• Stored rows:

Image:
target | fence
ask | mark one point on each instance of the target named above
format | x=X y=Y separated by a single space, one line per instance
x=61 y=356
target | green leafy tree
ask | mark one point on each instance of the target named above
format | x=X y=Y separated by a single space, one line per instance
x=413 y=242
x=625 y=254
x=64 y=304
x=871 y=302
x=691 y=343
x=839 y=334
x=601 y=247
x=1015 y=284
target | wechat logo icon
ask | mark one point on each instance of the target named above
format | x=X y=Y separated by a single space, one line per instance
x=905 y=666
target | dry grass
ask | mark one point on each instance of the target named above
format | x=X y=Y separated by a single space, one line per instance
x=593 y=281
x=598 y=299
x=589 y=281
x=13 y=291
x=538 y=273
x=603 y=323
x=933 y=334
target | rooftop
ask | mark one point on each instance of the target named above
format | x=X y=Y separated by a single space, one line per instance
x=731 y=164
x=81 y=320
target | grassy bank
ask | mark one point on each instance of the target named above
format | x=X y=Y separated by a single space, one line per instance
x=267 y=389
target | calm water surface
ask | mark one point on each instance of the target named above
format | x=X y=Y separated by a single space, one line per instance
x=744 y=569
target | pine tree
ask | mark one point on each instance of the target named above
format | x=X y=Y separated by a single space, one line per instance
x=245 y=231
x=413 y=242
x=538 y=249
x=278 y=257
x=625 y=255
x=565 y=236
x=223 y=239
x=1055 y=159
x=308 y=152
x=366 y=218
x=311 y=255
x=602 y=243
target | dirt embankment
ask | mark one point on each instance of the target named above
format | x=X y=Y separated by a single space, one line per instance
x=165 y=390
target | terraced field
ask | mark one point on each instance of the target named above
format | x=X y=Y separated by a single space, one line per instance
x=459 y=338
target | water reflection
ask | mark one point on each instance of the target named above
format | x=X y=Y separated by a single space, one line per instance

• Exercise requirements:
Copy all of the entries above word for word, keeping every line in its original order.

• Solution for this problem:
Image:
target | fence
ask | mark one point on each instance of the target named above
format | x=X y=Y separated by a single space, one line per instance
x=61 y=356
target | green leafy tree
ask | mark one point on each instance of the target named above
format | x=X y=Y separated by a single space, one line per instance
x=413 y=242
x=625 y=254
x=64 y=304
x=871 y=302
x=691 y=343
x=839 y=334
x=601 y=247
x=1015 y=284
target | wechat logo icon
ask | mark one point on each instance of the target named above
format | x=X y=Y separated by a single space, one line per instance
x=905 y=666
target | dry grass
ask | mark one point on each instance of the target named above
format | x=X y=Y separated by a single space, one line per instance
x=593 y=281
x=598 y=299
x=589 y=281
x=13 y=291
x=538 y=273
x=603 y=323
x=933 y=334
target | rooftop
ask | mark one point on each instance of the target named above
format | x=X y=Y separated by a single space, one line per instance
x=731 y=164
x=81 y=320
target | grassy bank
ask | mark one point on each instance of the target named above
format | x=X y=Y separated by a single space, one line per instance
x=267 y=389
target | calm water surface
ask | mark one point on each instance of the target named above
format | x=X y=Y separated by a single space, one line per instance
x=744 y=569
target | pine tree
ask | mark one point on each instance of the target named above
format | x=X y=Y separated by a single space, one line per instance
x=245 y=231
x=413 y=242
x=538 y=249
x=278 y=257
x=625 y=255
x=565 y=236
x=223 y=239
x=1055 y=159
x=308 y=152
x=366 y=218
x=311 y=255
x=602 y=243
target | dirt embankment
ask | mark one point on each instance of the target named above
format | x=X y=Y separated by a single space, one line per instance
x=165 y=390
target | terraced field
ask | mark one point on each instance of the target named above
format | x=X y=Y separated by a single space, one line per instance
x=459 y=338
target | water reflection
ask | mark one point on each instance of the target named above
format | x=X y=Y separated by a single space, one line per instance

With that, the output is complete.